▶ [TEXT SECTION]:
◇ ◇ ◇ ◇ ◇

Posted by allisonross on December 8, 2005, at 4:09:29

In reply to Re: The Green Light and my T, posted by daisym on December 8, 2005, at 0:54:53

> Hey, Daisy, sweetie: Thanks for what you said.

Sometimes these kinds of threads make me jealous that I can't "lighten up" around my therapy and my feelings for my therapist. It feels so complicated and important and fragile to me.

I know that only too well.
>
> Other times, depending on my mood, I find this kind of joking offensive -- like someone else said, disrespectful of the therapist as a person or insensitive to someone who may have been hurt by a boundary crossing. This response is rare for me but has happened. (I'm not criticizing, it is MY issue, not the writers.)
>
> Mostly, like all things here on Babble, I think we learn to read and/or respond to certain threads and to avoid others.

I agree. That is what I stated. if someone says something I don't understand, or agree with, I remain silent. THe last thing anyone needs, is criticism.

◇ ◇ ◇ ◇ ◇

Referring expression grounding data
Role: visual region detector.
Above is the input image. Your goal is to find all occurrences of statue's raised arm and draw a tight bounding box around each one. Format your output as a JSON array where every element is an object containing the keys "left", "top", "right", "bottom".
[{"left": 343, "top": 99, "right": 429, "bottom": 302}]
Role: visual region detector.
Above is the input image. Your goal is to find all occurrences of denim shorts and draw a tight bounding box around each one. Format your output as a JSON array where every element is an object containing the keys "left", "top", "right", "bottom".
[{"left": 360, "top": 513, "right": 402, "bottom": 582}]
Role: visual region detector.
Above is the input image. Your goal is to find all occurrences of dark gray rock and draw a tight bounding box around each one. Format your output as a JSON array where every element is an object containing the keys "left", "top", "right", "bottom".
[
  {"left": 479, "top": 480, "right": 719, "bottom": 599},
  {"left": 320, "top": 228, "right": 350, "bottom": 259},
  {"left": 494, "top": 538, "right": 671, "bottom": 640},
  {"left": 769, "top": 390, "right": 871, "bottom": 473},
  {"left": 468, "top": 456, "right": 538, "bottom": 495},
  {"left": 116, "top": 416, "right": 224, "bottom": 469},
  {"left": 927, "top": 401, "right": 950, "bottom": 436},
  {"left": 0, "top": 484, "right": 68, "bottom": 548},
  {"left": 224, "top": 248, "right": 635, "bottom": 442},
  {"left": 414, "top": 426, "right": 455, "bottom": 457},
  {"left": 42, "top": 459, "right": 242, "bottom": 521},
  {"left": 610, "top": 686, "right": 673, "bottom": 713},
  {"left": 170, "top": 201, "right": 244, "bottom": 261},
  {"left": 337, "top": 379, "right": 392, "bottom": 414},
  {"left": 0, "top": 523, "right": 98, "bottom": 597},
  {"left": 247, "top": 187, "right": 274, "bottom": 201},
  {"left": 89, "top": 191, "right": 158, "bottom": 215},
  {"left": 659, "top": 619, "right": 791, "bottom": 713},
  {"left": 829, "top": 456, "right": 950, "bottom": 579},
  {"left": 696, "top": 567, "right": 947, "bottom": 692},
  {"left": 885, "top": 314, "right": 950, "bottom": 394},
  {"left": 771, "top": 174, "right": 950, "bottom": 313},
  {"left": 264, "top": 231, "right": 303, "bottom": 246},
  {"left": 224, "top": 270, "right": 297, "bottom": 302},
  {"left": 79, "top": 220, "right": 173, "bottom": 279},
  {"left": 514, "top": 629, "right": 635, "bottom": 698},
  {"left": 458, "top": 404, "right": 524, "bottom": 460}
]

◇ ◇ ◇ ◇ ◇

▶ [EXERCISE A]: Do the following statements agree with the forum reply? For each, answer yes or no and quote the deciding words. (i) The forum reply was posted on December 8, 2005. (ii) The quoted writer finds joking about therapists offensive most of the time. (iii) The person replying stays silent when they disagree with something someone says.
▶ [EXERCISE B]: Whose post does the forum reply respond to?

▶ [EXERCISE OUTPUT A]:
(i) Yes: "Posted by allisonross on December 8, 2005, at 4:09:29"
(ii) No: "This response is rare for me but has happened."
(iii) Yes: "if someone says something I don't understand, or agree with, I remain silent."

▶ [EXERCISE OUTPUT B]: It responds to a post by daisym.